# Your objective
Please pull out each line from the listing below that contains the string "records".

# START OF Information supplied

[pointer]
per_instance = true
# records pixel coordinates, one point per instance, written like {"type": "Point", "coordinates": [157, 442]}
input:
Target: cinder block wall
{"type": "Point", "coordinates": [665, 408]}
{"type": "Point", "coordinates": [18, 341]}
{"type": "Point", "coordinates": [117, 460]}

# END OF Information supplied
# START OF Information supplied

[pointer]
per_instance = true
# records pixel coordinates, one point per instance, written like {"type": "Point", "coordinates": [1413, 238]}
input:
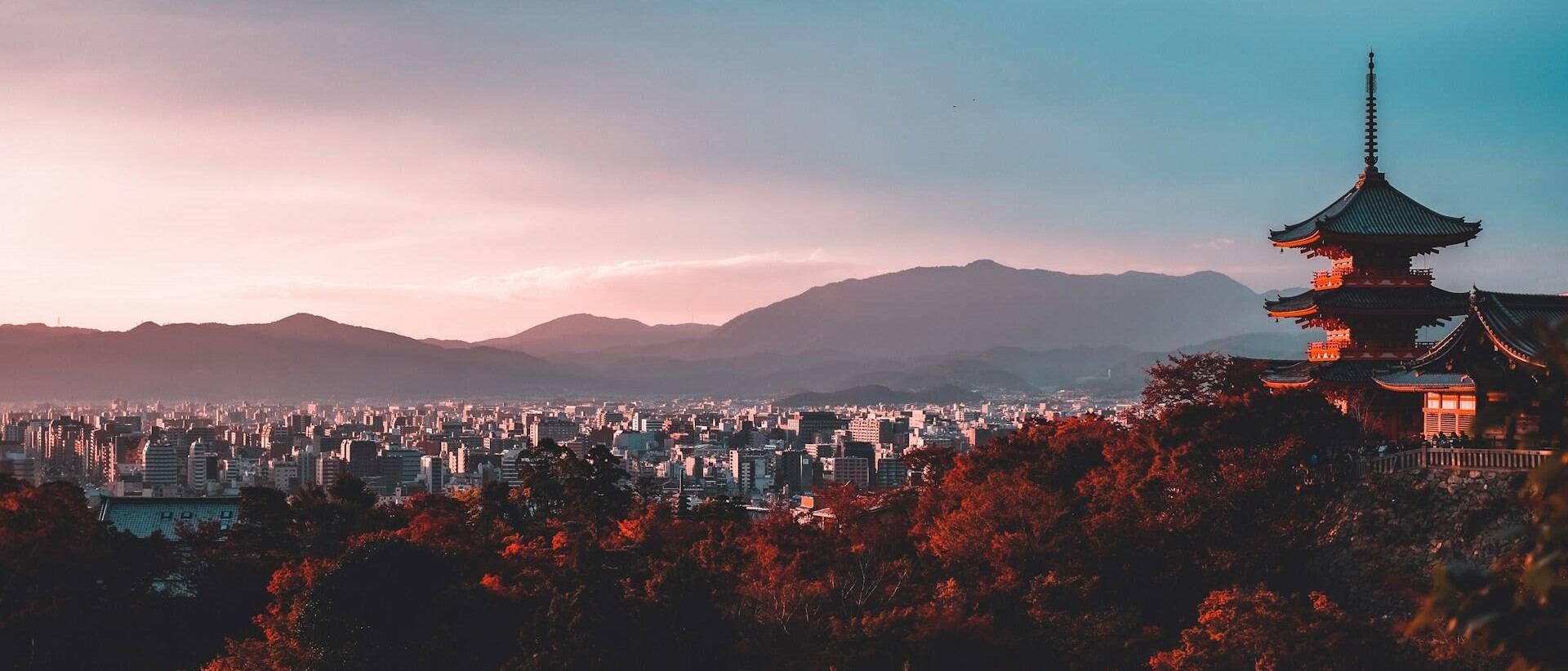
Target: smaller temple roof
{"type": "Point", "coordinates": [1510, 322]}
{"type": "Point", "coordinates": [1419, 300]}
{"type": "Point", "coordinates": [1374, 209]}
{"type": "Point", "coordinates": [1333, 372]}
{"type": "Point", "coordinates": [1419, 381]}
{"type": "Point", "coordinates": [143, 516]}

# END OF Information supplied
# START OF Information supplied

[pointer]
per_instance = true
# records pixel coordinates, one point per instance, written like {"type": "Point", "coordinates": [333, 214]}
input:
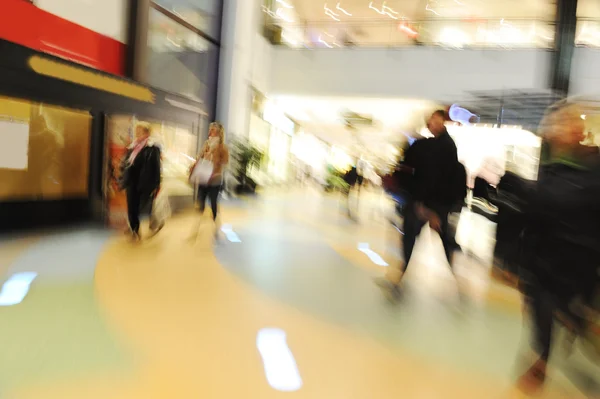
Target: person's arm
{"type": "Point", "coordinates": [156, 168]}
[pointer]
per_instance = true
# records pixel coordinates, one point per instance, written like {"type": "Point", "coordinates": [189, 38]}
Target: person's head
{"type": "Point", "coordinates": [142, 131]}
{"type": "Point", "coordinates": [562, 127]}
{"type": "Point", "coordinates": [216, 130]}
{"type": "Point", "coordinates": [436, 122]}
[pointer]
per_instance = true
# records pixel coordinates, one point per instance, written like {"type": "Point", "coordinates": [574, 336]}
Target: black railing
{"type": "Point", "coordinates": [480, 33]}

# END OF Information supplied

# Reply
# records pixel coordinates, one point per instance, written like {"type": "Point", "coordinates": [157, 442]}
# records pixel coordinates, one point per instance, written like {"type": "Point", "coordinates": [1413, 238]}
# records pixel coordinates, one point per instance, written like {"type": "Point", "coordinates": [333, 214]}
# records pixel coordinates, one point per instance, written like {"type": "Point", "coordinates": [189, 38]}
# records pixel coordinates, one point per instance, written like {"type": "Point", "coordinates": [574, 336]}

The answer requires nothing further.